■ **DIRECTION**: The data follows this line. Copy verbatim the line with "of the military" and each line after it to the end.

───── EXERCISE DATA ─────

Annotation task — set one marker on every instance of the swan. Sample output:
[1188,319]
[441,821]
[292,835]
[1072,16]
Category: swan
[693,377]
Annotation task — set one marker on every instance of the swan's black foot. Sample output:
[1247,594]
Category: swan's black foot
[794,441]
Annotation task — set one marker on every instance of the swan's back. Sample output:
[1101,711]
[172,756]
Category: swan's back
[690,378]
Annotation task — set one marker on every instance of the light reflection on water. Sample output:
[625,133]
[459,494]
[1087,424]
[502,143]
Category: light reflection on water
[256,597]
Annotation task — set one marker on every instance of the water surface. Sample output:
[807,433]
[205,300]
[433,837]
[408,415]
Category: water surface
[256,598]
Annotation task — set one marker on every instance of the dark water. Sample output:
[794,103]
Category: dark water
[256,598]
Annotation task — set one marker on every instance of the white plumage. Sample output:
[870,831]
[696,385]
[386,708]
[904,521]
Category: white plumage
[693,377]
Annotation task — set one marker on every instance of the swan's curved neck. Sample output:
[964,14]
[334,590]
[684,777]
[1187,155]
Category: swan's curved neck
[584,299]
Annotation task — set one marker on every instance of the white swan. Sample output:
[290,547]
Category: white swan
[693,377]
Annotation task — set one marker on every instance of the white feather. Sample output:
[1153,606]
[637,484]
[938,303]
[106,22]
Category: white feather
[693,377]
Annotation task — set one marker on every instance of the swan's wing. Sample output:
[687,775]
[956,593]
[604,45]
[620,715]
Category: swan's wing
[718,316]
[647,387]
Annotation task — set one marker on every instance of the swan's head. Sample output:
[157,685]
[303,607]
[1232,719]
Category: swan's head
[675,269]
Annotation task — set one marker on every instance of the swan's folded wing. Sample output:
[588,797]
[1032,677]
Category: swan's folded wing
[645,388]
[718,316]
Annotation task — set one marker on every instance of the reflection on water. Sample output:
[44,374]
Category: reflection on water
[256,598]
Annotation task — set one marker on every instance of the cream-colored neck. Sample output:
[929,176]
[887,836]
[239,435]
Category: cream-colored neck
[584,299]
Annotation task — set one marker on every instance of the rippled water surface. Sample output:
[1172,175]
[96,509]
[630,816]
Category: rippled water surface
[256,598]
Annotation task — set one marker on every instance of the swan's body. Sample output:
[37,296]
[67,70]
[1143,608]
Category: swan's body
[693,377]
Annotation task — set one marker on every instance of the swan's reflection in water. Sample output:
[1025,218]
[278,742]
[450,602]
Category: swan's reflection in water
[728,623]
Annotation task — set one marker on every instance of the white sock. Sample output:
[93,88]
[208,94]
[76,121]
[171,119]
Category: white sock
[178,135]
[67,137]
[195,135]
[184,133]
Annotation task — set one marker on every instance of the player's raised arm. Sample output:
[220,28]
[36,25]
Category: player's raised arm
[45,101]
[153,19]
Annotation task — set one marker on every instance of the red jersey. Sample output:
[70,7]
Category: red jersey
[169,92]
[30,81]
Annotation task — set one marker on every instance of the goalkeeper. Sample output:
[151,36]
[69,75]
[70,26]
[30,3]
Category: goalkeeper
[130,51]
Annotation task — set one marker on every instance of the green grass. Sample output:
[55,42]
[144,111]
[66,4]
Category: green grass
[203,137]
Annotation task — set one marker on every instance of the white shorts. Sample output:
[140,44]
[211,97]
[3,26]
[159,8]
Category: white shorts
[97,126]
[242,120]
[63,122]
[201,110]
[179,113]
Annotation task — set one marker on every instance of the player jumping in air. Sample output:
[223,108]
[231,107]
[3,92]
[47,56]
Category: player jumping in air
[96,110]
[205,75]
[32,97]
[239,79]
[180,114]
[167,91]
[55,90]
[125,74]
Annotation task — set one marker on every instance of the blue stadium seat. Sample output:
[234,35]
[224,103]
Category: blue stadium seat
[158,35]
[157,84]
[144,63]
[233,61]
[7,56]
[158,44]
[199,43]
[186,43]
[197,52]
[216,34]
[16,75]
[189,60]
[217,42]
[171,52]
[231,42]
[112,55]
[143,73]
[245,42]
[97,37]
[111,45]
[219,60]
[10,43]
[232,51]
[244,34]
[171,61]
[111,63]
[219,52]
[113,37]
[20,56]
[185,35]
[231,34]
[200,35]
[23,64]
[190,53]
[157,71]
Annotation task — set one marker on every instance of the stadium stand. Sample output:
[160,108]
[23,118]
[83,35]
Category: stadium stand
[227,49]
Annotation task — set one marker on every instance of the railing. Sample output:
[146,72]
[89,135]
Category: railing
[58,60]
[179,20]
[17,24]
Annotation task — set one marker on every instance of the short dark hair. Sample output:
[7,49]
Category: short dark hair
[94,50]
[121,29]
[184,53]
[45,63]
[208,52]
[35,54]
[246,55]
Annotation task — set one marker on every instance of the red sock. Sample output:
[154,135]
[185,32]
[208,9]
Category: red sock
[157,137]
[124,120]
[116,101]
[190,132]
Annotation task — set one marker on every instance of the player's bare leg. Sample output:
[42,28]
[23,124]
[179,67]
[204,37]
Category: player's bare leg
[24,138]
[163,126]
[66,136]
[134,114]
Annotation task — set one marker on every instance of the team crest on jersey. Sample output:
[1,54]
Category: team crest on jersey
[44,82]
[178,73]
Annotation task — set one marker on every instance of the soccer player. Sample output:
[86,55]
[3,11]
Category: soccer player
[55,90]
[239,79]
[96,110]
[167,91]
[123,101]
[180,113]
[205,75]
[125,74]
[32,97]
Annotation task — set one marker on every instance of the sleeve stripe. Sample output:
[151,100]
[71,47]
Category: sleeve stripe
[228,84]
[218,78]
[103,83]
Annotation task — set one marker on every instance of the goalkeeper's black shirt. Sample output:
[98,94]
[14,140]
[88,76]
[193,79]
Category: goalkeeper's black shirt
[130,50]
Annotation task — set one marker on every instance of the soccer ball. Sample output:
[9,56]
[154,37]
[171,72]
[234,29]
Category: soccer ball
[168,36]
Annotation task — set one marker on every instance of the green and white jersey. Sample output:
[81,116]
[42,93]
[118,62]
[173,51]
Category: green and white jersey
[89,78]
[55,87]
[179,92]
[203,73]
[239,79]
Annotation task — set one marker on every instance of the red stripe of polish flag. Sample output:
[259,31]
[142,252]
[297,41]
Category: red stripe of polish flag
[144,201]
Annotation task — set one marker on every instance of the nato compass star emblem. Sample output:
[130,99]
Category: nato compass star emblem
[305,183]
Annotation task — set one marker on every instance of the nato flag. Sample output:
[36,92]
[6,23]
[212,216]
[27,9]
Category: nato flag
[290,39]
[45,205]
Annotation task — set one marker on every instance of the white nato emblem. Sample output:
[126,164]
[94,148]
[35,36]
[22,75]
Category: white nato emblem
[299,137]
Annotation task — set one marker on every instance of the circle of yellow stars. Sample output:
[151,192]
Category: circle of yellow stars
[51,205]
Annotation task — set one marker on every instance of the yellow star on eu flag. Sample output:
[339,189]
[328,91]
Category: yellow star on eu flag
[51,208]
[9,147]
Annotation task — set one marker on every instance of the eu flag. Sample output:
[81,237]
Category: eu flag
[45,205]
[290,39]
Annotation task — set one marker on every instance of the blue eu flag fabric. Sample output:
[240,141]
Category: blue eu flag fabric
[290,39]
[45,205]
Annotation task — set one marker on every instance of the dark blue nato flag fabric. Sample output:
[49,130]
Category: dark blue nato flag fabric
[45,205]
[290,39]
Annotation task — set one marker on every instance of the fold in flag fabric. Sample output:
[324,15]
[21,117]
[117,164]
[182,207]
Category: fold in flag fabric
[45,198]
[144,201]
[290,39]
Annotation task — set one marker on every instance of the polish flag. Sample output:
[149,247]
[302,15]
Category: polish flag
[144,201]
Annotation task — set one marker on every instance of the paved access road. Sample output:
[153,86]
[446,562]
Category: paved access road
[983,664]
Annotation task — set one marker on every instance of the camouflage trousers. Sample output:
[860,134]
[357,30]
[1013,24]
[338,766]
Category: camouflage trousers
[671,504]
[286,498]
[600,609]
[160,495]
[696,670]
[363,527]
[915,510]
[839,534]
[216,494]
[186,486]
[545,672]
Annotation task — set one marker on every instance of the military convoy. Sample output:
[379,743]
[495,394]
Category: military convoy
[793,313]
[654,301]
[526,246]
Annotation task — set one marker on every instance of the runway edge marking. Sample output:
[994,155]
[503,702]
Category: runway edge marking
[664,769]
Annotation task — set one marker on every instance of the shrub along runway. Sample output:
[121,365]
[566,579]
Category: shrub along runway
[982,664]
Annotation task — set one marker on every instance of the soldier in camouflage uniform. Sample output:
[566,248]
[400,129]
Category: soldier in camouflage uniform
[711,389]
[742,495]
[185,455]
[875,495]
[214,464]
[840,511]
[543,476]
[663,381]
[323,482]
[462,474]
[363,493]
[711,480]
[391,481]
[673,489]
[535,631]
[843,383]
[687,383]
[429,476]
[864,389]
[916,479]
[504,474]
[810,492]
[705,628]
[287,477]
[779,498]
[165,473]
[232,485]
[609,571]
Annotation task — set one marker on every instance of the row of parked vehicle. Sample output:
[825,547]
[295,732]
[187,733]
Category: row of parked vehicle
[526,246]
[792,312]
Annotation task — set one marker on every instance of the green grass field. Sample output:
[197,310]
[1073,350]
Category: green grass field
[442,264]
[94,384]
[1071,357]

─────

■ **OUTPUT**:
Annotation task — set one marker on every instance of the military convoy. Sample output:
[379,743]
[495,394]
Category: military convoy
[793,313]
[654,301]
[526,246]
Annotation task — set one marker on every instance of the runway edge marking. Sample output:
[994,155]
[503,702]
Category: runway edge marking
[664,769]
Annotation task — set one marker on every instance of the shrub along runway. Sample output:
[121,365]
[566,579]
Category: shrub along runway
[982,664]
Annotation task — set one marker on every instance of the soldier in camouflage uniform. Sample output:
[566,248]
[400,129]
Category: soldier in camouflage uniform
[711,389]
[742,495]
[185,455]
[875,495]
[214,464]
[840,511]
[543,476]
[663,381]
[323,482]
[462,474]
[363,493]
[711,480]
[391,481]
[673,489]
[535,631]
[843,383]
[687,383]
[429,476]
[864,389]
[916,479]
[504,474]
[810,492]
[705,628]
[287,477]
[779,498]
[165,473]
[232,485]
[609,571]
Annotation task — set one marker on every instance of the row of parked vehicle. Sample output:
[825,547]
[295,732]
[187,733]
Category: row of parked vehicle
[526,246]
[792,312]
Annotation task — set one marker on every instance of the green grass field. Sample output:
[197,310]
[1073,350]
Category: green grass field
[442,264]
[94,384]
[1071,357]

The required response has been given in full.